* **Quoted passage**:
================================
Nextflow Registry | nf-core/gtdbtk/classifywf@0.0.0-6c4ed3a

nf-core/gtdbtk/classifywf @ 0.0.0-6c4ed3a

GTDB-Tk is a software toolkit for assigning objective taxonomic classifications to bacterial and archaeal genomes based on the Genome Database Taxonomy GTDB.

GTDB taxonomy taxonomic classification metagenomics classification genome taxonomy database bacteria archaea

Latest version: 0.0.0-6c4ed3a

Total downloads: 7

Source: nf-core/modules

Authors: @skrakau @prototaxites @abhi18av

Maintainers: @skrakau @abhi18av

Summary

GTDB-Tk is a software toolkit for assigning objective taxonomic classifications to bacterial and archaeal genomes based on the Genome Database Taxonomy GTDB.

Get started

Add the following snippet to your workflow script to include this module.

include { GTDBTK_CLASSIFYWF } from 'nf-core/gtdbtk/classifywf'

License

MIT License

Process

`Name`	`GTDBTK_CLASSIFYWF`

Input 3 channels

#1 tuple

`meta` map	Groovy Map containing sample information e.g. [ id:'test', single_end:false, assembler:'spades' ]
`bins/*` file	A list of one or more bins in FASTA format for classification `*.{fasta,fna,fas,fa}{,.gz}`

#2 tuple

`db_name` string	The name of the GTDB database to use.
`db` file	Path to a directory containing a GDTB database, as uncompressed from from the 'full package' gtdbdtk_data.tar.gz file. You can give the 'release' directory here. Must contain the 'metadata' subdirectory `release[0-9]+/`

`use_pplacer_scratch_dir` boolean	Set to true to reduce pplacer memory usage by writing to disk (slower)
================================
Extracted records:
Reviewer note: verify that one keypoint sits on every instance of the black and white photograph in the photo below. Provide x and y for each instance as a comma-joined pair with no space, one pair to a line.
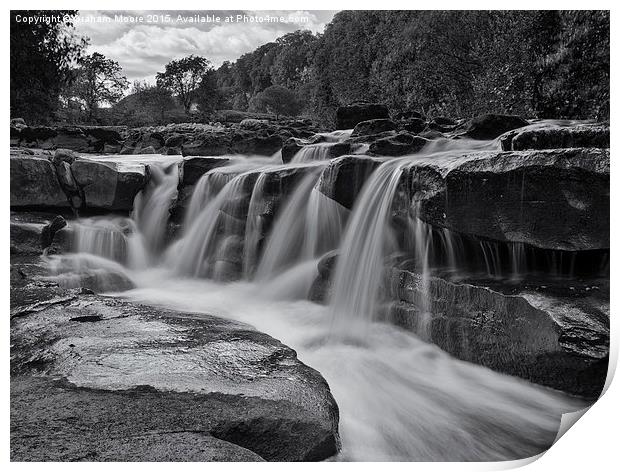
306,235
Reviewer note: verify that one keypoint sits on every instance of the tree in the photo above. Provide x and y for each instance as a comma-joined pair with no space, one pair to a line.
42,57
208,94
182,77
277,100
99,81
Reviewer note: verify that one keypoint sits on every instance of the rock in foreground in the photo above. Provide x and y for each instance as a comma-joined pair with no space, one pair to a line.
96,378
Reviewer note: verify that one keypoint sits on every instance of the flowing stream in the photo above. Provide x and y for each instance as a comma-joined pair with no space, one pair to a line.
400,398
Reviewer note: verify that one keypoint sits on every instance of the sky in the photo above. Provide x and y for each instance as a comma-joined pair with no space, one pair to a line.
143,42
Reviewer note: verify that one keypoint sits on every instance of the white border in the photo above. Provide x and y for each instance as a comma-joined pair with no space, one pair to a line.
591,445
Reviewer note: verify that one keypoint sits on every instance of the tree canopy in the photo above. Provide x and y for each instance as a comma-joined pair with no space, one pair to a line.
182,77
99,81
42,59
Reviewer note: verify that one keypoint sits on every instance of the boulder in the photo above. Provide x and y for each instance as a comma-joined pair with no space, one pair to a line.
370,127
192,168
413,125
174,140
34,183
69,137
491,126
253,124
444,121
109,185
559,342
344,177
398,145
551,136
18,122
97,376
349,116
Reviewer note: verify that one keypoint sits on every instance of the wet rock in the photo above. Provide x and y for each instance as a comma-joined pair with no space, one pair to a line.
174,140
293,145
413,125
444,121
349,116
370,127
232,141
542,136
192,168
151,383
491,126
75,138
34,183
398,145
109,185
344,177
558,342
551,199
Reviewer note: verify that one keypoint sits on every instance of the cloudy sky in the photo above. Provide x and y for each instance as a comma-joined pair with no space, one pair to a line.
144,41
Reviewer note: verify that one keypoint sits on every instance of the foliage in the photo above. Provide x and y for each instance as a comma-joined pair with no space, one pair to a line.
208,95
182,77
146,105
42,56
458,63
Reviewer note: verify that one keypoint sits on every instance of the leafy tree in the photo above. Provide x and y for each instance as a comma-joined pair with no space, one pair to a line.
183,76
208,94
99,81
42,56
155,100
277,100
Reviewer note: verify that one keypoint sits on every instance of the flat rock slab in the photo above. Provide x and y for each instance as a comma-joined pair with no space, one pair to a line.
92,374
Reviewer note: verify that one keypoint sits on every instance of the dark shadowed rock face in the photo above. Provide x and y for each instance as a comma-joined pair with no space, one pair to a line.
76,138
192,168
398,145
107,379
349,116
344,177
370,127
491,126
413,125
232,141
561,342
34,183
109,185
554,199
543,136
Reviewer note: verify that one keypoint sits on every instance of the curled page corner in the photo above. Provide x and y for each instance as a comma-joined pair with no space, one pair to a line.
568,420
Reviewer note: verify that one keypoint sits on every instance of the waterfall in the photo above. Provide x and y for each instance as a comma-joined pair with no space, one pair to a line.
151,206
207,187
254,226
107,238
198,247
359,269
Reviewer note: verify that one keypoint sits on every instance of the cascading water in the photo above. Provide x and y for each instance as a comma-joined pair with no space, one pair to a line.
400,398
151,206
359,270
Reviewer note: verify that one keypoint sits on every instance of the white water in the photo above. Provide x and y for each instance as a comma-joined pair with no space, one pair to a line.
400,398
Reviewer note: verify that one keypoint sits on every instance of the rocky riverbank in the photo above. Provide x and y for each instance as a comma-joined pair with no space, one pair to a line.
516,228
96,378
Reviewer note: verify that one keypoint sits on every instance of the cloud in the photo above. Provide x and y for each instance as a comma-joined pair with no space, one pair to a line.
143,49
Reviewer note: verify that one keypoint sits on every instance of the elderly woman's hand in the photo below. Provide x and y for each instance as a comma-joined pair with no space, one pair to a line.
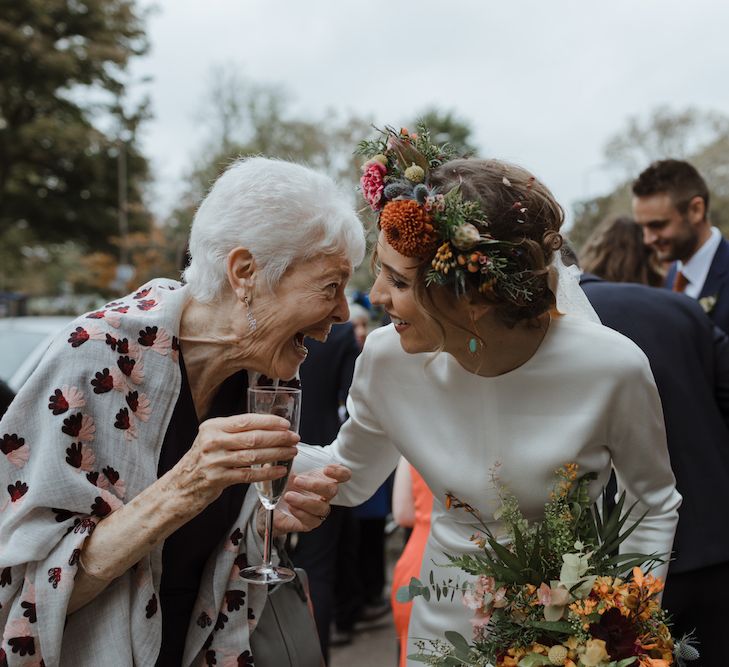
224,451
308,496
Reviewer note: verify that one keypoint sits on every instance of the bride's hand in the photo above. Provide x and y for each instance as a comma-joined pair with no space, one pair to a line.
308,496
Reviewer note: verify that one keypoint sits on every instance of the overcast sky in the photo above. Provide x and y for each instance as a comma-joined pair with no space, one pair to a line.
544,83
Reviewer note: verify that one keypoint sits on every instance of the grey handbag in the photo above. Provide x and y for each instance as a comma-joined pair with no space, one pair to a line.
286,634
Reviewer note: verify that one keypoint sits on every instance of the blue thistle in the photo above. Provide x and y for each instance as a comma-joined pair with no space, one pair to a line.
================================
* **Tasks for this exercise**:
1. Translate this sentence from the GTDB-Tk module page into Spanish: "Add the following snippet to your workflow script to include this module."
2. Rewrite the portion of the GTDB-Tk module page between "Input 3 channels" and "database to use.", inclusive, putting "specimen metadata" wherever "sample information" appears.

* **Task results**:
1. Añade el siguiente fragmento a tu script de flujo de trabajo para incluir este módulo.

2.
Input 3 channels

#1 tuple

`meta` map	Groovy Map containing specimen metadata e.g. [ id:'test', single_end:false, assembler:'spades' ]
`bins/*` file	A list of one or more bins in FASTA format for classification `*.{fasta,fna,fas,fa}{,.gz}`

#2 tuple

`db_name` string	The name of the GTDB database to use.